■ **Exercise aim**: Count the lines in the entries below that contain the string "glare", treating case as significant, and reply with the number alone.

■ **Supplied material**:
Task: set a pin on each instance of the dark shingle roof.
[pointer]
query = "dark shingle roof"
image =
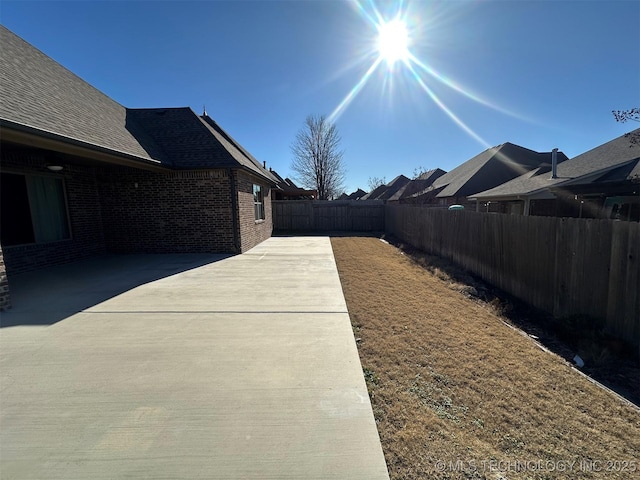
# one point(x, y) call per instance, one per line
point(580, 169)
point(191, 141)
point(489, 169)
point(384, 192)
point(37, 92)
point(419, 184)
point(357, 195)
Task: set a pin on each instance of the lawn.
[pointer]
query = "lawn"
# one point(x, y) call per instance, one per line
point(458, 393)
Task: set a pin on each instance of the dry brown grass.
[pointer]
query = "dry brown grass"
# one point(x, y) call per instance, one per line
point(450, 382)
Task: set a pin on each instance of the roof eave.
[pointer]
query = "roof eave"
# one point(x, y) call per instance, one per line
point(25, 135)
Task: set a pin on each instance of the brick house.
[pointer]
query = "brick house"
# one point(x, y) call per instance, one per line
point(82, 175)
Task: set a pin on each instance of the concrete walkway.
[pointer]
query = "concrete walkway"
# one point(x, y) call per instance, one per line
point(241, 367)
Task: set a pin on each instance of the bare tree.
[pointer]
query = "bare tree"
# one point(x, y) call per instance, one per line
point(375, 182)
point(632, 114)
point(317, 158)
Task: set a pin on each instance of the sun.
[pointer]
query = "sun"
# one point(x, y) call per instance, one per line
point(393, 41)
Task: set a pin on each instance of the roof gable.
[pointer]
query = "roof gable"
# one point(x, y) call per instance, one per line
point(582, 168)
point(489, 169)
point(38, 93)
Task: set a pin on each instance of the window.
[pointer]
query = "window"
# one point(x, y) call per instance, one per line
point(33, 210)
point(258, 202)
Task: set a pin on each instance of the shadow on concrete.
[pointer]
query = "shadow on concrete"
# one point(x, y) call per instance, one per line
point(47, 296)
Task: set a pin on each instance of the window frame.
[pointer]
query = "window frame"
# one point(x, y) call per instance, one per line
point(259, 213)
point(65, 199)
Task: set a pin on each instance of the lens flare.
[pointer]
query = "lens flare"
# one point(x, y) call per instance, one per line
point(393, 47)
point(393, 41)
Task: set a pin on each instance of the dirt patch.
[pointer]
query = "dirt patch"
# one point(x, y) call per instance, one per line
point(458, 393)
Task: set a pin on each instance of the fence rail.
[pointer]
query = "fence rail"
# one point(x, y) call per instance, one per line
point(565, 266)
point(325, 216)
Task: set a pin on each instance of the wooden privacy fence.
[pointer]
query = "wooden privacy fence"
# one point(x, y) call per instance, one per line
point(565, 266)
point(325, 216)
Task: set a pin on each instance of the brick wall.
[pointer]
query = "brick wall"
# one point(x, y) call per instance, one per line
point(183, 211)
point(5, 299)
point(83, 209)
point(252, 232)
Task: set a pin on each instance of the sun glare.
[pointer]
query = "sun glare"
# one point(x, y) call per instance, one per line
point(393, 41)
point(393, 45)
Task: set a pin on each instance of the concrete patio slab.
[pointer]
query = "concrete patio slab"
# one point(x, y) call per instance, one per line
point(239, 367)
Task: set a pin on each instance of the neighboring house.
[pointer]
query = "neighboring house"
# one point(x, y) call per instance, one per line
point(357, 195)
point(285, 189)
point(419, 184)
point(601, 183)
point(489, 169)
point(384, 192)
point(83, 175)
==
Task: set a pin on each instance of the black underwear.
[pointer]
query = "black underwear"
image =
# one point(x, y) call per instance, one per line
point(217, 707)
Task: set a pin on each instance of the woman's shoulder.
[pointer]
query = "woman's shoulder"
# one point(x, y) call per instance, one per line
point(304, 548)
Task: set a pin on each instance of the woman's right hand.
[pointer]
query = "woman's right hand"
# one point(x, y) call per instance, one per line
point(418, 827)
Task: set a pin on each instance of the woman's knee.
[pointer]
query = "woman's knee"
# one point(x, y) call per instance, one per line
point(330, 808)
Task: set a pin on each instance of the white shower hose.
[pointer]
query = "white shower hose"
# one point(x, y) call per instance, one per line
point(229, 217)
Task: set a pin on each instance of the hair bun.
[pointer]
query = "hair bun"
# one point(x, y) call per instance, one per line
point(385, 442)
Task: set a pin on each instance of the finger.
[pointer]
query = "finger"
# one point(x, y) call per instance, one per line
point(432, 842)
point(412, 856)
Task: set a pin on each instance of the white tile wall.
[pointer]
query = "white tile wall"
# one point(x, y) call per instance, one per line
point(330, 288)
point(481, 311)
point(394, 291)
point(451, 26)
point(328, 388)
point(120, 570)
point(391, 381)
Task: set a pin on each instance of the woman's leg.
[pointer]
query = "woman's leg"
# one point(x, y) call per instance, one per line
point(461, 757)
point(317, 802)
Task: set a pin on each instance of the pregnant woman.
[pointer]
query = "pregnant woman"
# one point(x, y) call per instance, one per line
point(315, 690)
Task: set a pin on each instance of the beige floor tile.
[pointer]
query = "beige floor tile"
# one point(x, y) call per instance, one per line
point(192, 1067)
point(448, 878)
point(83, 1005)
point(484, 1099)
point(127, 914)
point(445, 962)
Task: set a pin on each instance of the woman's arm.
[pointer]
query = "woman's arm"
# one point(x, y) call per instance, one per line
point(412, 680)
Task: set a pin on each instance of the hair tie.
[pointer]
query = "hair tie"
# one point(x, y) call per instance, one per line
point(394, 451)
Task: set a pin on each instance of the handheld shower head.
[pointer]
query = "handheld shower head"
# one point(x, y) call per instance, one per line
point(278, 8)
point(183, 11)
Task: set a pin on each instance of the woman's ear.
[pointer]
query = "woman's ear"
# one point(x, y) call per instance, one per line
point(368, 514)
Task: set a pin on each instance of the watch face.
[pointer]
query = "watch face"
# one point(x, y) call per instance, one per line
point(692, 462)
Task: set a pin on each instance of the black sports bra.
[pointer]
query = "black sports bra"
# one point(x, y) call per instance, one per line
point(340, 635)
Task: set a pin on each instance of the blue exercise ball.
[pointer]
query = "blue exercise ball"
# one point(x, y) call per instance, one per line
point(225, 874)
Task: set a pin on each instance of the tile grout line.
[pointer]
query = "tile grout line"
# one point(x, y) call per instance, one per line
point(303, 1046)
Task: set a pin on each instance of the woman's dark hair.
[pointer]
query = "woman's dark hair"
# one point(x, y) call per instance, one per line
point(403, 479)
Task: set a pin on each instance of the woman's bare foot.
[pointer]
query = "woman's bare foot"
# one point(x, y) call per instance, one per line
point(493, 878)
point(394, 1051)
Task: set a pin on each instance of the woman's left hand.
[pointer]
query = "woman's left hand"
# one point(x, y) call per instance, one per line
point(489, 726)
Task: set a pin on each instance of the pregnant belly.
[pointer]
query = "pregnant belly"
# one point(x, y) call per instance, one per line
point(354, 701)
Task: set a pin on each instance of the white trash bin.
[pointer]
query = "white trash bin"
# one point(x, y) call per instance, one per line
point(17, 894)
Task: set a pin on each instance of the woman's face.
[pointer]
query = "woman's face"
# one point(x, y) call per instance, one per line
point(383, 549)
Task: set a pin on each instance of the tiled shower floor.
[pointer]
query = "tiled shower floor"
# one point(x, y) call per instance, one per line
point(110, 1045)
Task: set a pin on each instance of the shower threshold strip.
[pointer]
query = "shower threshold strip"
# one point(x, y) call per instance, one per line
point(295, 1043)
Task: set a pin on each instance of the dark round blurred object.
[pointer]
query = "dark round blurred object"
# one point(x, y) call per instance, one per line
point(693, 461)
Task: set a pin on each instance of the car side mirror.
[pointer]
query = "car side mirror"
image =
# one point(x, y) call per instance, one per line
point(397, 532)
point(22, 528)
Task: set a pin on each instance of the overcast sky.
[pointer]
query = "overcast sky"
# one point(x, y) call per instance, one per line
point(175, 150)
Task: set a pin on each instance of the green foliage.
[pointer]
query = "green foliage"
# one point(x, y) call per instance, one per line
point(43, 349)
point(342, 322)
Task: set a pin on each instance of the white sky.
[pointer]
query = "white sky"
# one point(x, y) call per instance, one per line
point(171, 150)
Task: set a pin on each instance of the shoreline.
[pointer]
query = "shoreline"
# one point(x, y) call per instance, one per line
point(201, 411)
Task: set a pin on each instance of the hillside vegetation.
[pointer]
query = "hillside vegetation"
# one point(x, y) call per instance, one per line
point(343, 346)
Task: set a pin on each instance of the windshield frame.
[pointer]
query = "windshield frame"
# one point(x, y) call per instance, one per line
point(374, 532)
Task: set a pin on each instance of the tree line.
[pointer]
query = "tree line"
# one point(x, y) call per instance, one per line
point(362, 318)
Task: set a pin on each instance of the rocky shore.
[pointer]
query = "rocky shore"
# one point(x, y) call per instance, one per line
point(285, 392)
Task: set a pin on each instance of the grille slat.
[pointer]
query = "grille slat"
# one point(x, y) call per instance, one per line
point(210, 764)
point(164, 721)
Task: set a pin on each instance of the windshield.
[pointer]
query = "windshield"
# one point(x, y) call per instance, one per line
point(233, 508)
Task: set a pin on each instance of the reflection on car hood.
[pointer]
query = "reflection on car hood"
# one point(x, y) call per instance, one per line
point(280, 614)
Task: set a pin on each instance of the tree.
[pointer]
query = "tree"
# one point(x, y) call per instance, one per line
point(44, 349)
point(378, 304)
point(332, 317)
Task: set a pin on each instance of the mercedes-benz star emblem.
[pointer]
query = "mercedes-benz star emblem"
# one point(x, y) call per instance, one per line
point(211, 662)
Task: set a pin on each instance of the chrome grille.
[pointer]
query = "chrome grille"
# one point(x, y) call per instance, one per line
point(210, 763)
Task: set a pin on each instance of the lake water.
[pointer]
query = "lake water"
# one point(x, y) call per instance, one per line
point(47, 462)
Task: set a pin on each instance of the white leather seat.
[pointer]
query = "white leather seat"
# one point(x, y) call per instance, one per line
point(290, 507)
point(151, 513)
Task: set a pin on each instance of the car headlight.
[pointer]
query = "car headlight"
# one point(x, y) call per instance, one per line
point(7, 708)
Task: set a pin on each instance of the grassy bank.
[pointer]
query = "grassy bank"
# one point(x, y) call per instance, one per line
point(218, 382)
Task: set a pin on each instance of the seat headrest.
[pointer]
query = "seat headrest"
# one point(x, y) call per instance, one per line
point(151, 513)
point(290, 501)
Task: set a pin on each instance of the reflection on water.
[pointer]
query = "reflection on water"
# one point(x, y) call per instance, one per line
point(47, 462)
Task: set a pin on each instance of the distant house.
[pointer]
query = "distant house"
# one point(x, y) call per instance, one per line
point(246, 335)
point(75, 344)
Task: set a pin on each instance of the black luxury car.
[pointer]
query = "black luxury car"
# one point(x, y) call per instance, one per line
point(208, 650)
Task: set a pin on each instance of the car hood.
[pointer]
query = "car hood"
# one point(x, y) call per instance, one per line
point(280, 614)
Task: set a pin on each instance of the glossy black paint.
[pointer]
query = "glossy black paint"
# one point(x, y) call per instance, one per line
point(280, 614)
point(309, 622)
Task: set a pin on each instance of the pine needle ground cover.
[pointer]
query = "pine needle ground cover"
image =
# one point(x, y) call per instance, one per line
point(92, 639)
---
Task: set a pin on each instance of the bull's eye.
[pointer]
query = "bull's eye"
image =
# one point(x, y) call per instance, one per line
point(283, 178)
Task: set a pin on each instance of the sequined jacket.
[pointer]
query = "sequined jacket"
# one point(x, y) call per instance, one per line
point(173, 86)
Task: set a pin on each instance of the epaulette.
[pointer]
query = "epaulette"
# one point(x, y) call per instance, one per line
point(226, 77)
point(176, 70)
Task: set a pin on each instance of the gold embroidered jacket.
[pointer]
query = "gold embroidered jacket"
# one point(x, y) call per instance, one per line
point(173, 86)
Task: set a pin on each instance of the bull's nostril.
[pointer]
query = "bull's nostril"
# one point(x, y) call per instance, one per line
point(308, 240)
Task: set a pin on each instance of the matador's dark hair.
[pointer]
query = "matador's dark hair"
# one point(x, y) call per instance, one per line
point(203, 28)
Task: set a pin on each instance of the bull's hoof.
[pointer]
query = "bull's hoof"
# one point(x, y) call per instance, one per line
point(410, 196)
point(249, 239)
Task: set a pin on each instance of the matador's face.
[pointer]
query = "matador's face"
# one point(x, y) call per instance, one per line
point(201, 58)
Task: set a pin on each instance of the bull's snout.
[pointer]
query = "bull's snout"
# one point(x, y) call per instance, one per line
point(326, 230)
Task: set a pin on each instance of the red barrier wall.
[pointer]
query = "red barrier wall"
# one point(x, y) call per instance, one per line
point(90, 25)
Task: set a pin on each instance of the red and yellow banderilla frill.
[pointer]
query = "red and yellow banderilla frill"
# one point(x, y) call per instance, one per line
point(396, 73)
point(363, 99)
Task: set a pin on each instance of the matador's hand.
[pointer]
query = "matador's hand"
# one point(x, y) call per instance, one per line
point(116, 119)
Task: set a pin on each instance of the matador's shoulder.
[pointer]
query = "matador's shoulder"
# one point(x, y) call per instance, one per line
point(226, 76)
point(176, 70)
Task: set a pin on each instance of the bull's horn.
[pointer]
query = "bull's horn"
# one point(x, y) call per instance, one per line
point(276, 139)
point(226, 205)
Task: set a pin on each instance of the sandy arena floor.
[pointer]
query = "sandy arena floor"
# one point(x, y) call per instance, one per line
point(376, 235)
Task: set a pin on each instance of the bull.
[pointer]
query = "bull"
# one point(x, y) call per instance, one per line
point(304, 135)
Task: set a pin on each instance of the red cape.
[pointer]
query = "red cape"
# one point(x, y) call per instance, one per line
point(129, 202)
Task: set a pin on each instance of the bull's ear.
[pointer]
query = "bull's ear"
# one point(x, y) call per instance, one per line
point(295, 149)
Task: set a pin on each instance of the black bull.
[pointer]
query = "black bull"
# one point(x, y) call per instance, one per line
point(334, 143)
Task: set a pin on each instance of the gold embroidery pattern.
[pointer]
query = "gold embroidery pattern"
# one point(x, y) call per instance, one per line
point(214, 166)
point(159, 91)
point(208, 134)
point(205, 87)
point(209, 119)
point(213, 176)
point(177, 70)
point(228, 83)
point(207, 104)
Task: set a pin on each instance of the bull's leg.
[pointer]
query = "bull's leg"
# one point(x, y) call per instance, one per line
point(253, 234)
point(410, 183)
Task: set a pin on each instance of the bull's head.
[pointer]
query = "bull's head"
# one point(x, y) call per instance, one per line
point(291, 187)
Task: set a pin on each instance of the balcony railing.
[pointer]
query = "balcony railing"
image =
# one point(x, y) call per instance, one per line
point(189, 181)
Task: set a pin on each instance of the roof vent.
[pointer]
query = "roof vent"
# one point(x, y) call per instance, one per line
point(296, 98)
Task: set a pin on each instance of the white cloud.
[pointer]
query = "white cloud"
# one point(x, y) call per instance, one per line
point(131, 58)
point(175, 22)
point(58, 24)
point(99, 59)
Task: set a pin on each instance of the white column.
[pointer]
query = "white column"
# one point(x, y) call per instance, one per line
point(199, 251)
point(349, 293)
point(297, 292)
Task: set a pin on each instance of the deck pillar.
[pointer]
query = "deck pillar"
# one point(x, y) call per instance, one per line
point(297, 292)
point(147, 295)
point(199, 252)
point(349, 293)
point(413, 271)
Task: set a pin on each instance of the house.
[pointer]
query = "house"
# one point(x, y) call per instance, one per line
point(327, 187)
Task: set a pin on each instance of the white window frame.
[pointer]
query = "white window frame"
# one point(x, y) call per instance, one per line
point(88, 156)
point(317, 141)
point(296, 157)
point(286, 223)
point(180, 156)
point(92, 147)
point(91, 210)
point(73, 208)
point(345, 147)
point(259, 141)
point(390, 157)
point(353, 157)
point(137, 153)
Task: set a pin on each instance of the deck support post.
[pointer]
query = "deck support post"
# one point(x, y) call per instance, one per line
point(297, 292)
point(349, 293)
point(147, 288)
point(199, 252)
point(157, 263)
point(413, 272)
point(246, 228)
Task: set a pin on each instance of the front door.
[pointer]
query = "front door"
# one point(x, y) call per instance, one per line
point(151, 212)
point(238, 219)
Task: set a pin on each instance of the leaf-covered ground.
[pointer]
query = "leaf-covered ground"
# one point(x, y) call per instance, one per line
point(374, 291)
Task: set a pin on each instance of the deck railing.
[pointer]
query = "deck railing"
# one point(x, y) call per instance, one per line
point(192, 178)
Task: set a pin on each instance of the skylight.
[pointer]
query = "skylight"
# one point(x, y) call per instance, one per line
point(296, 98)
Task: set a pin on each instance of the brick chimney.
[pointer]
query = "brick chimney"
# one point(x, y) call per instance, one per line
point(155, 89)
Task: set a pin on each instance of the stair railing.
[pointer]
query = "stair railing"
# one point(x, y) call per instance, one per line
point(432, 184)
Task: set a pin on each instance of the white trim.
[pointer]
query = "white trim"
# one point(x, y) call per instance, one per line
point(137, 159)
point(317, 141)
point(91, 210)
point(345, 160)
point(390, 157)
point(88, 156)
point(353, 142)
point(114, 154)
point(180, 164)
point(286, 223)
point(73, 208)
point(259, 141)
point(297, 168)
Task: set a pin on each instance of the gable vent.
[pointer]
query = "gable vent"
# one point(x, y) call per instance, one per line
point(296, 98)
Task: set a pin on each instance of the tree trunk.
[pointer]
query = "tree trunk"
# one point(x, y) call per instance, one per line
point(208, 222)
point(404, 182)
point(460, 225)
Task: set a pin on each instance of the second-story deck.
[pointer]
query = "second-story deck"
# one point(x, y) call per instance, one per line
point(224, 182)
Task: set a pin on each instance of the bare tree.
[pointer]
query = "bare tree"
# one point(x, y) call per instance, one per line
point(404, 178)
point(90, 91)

■ **Solved exercise**: 2